Mini is walking an extremely narrow tightrope with this car, the new four-door version of its timeless Cooper.

It’s got to add enough space and practicality to make it more appealing than its two-door sibling, but it also can’t lose the Cooper’s go-kart handling and playful spirit in the process.

Fortunately for Mini lovers, this car is in the world’s most capable hands to make that happen. I doubt any company other than BMW, which runs the British Mini brand, has the engineering chops to get that balance right.

And, make no mistake, this new four-door Mini is basically a BMW wrapped up in a Union Jack flag. Its styling is quintessentially British, but its bones are very German as it rides on the same platform as the new 1-Series cars.

My test car clearly felt Bavarian from the driver’s seat, with that carved-from-stone build quality and a total lack of rattles, but it looked far quirkier than anything that usually comes from the European continent. The most obvious example: a giant, color-changing circle in the center of the dash that makes no logical sense but sure looks cool.

*Recorded information*.
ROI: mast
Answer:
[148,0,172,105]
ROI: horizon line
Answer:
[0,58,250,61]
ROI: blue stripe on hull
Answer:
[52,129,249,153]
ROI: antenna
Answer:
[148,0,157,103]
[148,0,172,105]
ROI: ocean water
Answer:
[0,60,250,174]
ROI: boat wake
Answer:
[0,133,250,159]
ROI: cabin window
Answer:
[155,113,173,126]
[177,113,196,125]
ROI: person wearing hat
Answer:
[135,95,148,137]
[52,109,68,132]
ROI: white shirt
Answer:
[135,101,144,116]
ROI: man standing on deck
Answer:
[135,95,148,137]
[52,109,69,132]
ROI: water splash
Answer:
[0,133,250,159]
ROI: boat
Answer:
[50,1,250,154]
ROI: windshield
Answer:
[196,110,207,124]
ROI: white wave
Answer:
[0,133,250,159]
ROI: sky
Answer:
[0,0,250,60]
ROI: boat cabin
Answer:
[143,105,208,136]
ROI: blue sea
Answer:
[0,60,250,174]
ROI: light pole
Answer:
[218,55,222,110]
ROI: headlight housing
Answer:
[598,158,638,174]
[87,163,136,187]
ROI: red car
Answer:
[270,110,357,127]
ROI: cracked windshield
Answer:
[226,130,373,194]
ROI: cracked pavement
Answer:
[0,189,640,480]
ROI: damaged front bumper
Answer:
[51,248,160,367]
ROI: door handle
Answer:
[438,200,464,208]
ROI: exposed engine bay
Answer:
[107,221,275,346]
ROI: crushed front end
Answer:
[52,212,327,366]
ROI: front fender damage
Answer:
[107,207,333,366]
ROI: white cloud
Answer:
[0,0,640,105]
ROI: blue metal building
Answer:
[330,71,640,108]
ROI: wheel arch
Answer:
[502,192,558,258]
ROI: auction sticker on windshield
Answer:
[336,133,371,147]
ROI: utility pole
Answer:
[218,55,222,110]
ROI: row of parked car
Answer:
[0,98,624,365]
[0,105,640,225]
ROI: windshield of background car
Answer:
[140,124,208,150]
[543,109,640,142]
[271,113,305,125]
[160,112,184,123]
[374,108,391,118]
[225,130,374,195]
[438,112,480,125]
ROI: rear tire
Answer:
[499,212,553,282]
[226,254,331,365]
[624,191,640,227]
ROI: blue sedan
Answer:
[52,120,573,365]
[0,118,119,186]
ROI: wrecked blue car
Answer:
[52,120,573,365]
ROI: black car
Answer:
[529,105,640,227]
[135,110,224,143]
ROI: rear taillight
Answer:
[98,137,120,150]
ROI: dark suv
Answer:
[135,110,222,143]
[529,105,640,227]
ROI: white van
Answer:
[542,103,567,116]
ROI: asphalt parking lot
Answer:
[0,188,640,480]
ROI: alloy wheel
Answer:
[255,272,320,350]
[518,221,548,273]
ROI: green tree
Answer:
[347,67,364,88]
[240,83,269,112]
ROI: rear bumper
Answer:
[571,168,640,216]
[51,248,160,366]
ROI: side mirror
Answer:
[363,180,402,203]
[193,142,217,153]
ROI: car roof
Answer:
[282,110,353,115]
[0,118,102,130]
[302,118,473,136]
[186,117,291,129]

*Problem A*. Repeat everything in the Mini review from "Mini is walking" down to "new 1-Series cars.".
*Problem B*. In the Mini review, which cars share a platform with the new four-door Mini?
*Problem C*. Continue the review of the four-door Mini Cooper from the point where it ends.
The lines above come from a different source than the Mini review.

*Right answer A*.
Mini is walking an extremely narrow tightrope with this car, the new four-door version of its timeless Cooper.

It’s got to add enough space and practicality to make it more appealing than its two-door sibling, but it also can’t lose the Cooper’s go-kart handling and playful spirit in the process.

Fortunately for Mini lovers, this car is in the world’s most capable hands to make that happen. I doubt any company other than BMW, which runs the British Mini brand, has the engineering chops to get that balance right.

And, make no mistake, this new four-door Mini is basically a BMW wrapped up in a Union Jack flag. Its styling is quintessentially British, but its bones are very German as it rides on the same platform as the new 1-Series cars.

*Right answer B*. The new 1-Series cars.

*Right answer C*.
As for the driving feel, it’s nearly as magical as the smaller, lighter, two-door Mini, which is quite an accomplishment. It’s the kind of car that has so much traction and such flat cornering that it feels like it’s being sucked to the pavement with a giant vacuum cleaner. Short throws from the manual transmission — it would be a sin to get it with an automatic — make it easy to bond with this car on twisty roads.

Power on my test car came from a turbocharged 2.0-liter engine that makes 189 horsepower and, more impressively, 207 pound-feet of torque. That means the Cooper S 4-Door not only feels fast thanks to the aforementioned go-kart handling, but it actually is fast thanks to the ample power for such a small car.

The regular, non-S Cooper has to live with a more mundane 134 horses.

While its classic lines make it look trim and compact, the four-door version feels considerably larger than the two-door Mini on the inside. It’s about six inches longer, and it makes great use of that space with ample volume scooped out of the seat backs to make way for tall passengers in the rear.

Pricing is where I start to get less excited about this car. It starts at $21,700 for the Cooper and $25,100 for the more powerful Cooper S, which is fantastic for all the style and fun you get for the money. Start checking off the option boxes, though, and you could end up with a $35,000 Mini before you know it.

At its core, though, the four-door Mini is a fantastically engineered vehicle that does the near-impossible. It adds some practicality without sacrificing the spunky feel that makes a Mini a Mini.


What was tested?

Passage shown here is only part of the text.